TEXT UNDER STUDY:
────────────────────────────────────────
Missile strike on a military base in Yemen

On 4 September 2015, the Houthis launched an OTR-21 Tochka ballistic missile against a military base in Safer, an area in Marib Governorate. The base was being used by military forces of the Saudi-led coalition. The missile hit an ammunition dump, creating a huge explosion which inflicted numerous casualties among coalition troops. 52 Emirati, ten Saudi, five Bahraini soldiers and 36 pro-Hadi Yemeni troops were killed in the attack.

==Aftermath==
The United Arab Emirates Air Force F16F Block 60 conducted several airstrikes on Marib, Sanaa, and Saada in retaliation for the attack, which was described as "the heaviest airstrikes Sanaa endured". The UAEAF also bombed the position from which the missile was believed to have been fired.
────────────────────────────────────────
ENTRIES PROVIDED:
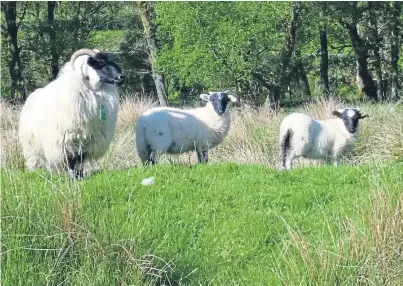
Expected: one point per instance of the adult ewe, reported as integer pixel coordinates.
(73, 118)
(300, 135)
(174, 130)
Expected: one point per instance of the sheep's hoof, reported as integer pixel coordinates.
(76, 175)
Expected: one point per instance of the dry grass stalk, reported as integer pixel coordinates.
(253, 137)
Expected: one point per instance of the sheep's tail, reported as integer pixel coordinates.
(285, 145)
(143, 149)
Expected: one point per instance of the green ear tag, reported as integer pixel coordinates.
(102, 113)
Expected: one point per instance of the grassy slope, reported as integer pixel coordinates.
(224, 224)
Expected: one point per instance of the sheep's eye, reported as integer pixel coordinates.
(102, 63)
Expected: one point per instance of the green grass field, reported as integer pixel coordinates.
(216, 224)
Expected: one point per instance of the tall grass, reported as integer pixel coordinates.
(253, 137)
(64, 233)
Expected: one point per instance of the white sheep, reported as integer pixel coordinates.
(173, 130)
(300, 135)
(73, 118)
────────────────────────────────────────
WORK INSTRUCTIONS:
**1.** From the text on the Safer missile strike, list each group of troops reported killed in the attack, along with the number killed.
**2.** Answer these from the text on the Safer missile strike:
(a) What type of missile did the Houthis launch?
(b) What at the base did the missile hit?
(c) Which aircraft carried out the retaliatory airstrikes?

EXERCISE RESULTS:
**1.**
- Emirati soldiers: 52
- Saudi soldiers: ten
- Bahraini soldiers: five
- Pro-Hadi Yemeni troops: 36

**2.**
(a) An OTR-21 Tochka ballistic missile.
(b) An ammunition dump.
(c) The United Arab Emirates Air Force F16F Block 60.